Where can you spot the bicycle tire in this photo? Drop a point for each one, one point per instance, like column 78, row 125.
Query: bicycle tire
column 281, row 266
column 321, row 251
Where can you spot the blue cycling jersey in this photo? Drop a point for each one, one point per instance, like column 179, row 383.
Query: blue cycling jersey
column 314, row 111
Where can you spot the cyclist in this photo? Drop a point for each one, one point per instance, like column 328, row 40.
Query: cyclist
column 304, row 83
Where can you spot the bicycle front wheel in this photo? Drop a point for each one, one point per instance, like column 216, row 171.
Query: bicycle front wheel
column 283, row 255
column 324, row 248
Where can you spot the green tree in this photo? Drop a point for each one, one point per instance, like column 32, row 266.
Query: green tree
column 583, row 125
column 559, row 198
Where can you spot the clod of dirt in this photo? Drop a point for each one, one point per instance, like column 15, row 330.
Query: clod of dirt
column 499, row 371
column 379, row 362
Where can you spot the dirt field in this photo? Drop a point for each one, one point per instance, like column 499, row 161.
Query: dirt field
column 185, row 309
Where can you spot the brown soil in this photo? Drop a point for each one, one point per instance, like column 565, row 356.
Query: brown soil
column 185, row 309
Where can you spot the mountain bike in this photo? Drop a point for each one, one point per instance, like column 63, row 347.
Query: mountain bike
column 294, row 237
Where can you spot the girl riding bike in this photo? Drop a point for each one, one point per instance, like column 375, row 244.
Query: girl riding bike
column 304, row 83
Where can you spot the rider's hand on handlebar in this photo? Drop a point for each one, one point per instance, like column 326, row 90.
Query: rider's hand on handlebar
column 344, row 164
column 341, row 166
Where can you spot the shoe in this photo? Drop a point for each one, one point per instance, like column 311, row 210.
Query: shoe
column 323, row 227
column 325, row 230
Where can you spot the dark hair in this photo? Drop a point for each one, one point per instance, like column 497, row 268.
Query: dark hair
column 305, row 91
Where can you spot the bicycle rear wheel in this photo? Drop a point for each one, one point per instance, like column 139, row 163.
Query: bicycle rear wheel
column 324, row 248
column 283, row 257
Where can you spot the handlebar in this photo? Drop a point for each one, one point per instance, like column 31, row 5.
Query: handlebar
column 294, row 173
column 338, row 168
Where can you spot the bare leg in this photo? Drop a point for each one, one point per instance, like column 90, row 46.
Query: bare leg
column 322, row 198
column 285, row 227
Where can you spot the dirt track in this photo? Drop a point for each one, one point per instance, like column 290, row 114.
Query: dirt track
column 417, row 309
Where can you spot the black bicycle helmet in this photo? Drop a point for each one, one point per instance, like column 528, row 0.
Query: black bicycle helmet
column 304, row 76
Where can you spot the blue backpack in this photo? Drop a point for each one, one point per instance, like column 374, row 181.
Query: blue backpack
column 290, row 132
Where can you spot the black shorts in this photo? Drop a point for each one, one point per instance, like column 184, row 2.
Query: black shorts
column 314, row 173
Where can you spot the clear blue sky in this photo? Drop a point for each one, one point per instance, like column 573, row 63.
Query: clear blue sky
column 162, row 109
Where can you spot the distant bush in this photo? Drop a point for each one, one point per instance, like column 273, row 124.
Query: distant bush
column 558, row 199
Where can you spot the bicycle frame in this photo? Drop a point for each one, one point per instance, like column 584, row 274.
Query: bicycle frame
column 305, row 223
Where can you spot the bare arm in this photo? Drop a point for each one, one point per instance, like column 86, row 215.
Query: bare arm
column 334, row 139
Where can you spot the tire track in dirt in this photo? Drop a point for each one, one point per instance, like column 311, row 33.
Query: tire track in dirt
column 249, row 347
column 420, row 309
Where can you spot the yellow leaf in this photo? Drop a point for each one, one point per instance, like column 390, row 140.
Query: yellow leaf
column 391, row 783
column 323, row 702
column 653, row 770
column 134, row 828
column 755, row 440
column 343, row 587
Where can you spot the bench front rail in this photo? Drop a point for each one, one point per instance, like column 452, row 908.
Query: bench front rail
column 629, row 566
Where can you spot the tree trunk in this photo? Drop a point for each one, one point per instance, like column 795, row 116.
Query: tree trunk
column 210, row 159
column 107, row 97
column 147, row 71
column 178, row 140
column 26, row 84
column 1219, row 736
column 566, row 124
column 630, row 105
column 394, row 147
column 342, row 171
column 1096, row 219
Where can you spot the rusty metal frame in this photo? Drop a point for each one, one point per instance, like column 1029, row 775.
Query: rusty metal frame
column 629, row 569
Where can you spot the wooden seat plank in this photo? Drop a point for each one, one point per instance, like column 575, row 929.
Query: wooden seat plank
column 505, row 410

##########

The answer must restate each entry word for word.

- Answer below
Where can you spot the bicycle tire in this photo? Drop a point for each one, one point per instance, like column 78, row 125.
Query: bicycle tire
column 281, row 266
column 321, row 251
Where can you spot the blue cycling jersey in this photo? Drop a point for each one, one point per instance, like column 179, row 383.
Query: blue cycling jersey
column 314, row 111
Where can you spot the cyclist in this photo? Drop a point for each one, one point per instance, like column 328, row 40.
Query: cyclist
column 304, row 83
Where can you spot the bicycle front wheel in this photo? Drop a point for each one, one point per instance, like column 216, row 171.
Query: bicycle front wheel
column 283, row 255
column 324, row 248
Where can you spot the green tree in this photo? Drop a point for each one, one point per instance, like column 32, row 266.
Query: green tree
column 583, row 125
column 559, row 198
Where can you spot the clod of dirt in this photo? Drop a point for each one, one point per instance, like column 15, row 330.
Query: clod of dirt
column 499, row 371
column 379, row 362
Where can you spot the dirt field in this photo? Drop a point for each one, one point per instance, like column 499, row 161.
Query: dirt field
column 185, row 309
Where can you spot the brown soil in this photo? Drop a point for each one, one point per instance, like column 565, row 356.
Query: brown soil
column 185, row 309
Where can you spot the mountain bike in this photo? Drop a point for each one, one point per instance, like column 63, row 347.
Query: mountain bike
column 294, row 237
Where can you spot the girl riding bike in this photo? Drop a point for each one, one point per instance, like column 375, row 244.
Query: girl riding bike
column 304, row 83
Where can you spot the rider's hand on handlebar in this photo? Drop a point for each one, one point per instance, like column 326, row 90.
Query: rider's hand on handlebar
column 344, row 164
column 341, row 166
Where can you spot the shoe in this photo? Drop a point for each one, one point per instance, like column 311, row 210.
Query: shoe
column 323, row 227
column 325, row 230
Where can you spot the dark hair in this photo? Drop a point for each one, one point per instance, like column 497, row 268.
Query: dark hair
column 305, row 91
Where can you spot the bicycle rear wheel in this photo? Drop a point for each one, one point per instance, like column 139, row 163.
Query: bicycle rear wheel
column 324, row 248
column 283, row 257
Where can you spot the handlebar in this photo? Drop a point for each one, one point per instance, like column 31, row 5.
Query: handlebar
column 294, row 173
column 338, row 168
Where can you spot the bare leg in this photo? Drop a point for each one, one point per instance, like column 90, row 46.
Query: bare leg
column 322, row 198
column 285, row 227
Where can you spot the dirt track in this photo? Drop a point for each one, one point per instance, like column 290, row 114.
Query: dirt track
column 417, row 309
Where can you spot the black bicycle helmet in this photo? Drop a point for each one, one point per instance, like column 528, row 0.
Query: black bicycle helmet
column 304, row 76
Where can you spot the blue backpack in this photo? Drop a point for each one, one point per instance, like column 374, row 181.
Query: blue backpack
column 290, row 132
Where can you spot the black shorts in this photo? Drop a point for each one, one point per instance, like column 184, row 2.
Query: black shorts
column 314, row 173
Where can you spot the clear blue sky in this photo? Drop a point for each one, one point per instance, like column 573, row 63.
Query: clear blue sky
column 162, row 109
Where can you spot the distant bush in this photo? Drop a point for each one, one point per instance, like column 273, row 124.
Query: distant bush
column 558, row 199
Where can you spot the bicycle frame in this photo? Drop a point for each one, one point per instance, like column 584, row 274.
Query: bicycle frame
column 305, row 223
Where can you spot the bare arm in this photo? Drop a point for each one, one point per instance, like column 86, row 215.
Query: bare arm
column 334, row 139
Where can you spot the tire track in dirt in this photo? Drop a point for each one, one point per instance, like column 311, row 33.
Query: tire track in dirt
column 249, row 347
column 420, row 309
Where can you spot the yellow leaf in this photo? Drop a point for each one, one point per instance, like column 390, row 140.
Query: yellow leaf
column 391, row 783
column 323, row 702
column 653, row 770
column 134, row 828
column 755, row 440
column 343, row 587
Where can you spot the bench front rail in this photo? Drop a point for each one, one point per instance, like column 452, row 908.
Query: bench front rail
column 629, row 566
Where can you spot the tree trunk in this photo? Drop a point for each one, one point per instance, like column 795, row 116.
Query: tree trunk
column 210, row 159
column 107, row 97
column 147, row 71
column 178, row 140
column 26, row 84
column 1219, row 736
column 566, row 124
column 630, row 105
column 394, row 147
column 342, row 171
column 1096, row 219
Where can you spot the rusty metal frame in this photo? Drop a point for each one, one point per instance, like column 1029, row 775.
Query: rusty metal frame
column 629, row 569
Where can you spot the wooden seat plank in this photo? Drop a point for each one, one point per instance, like column 575, row 929.
Query: wooden seat plank
column 505, row 410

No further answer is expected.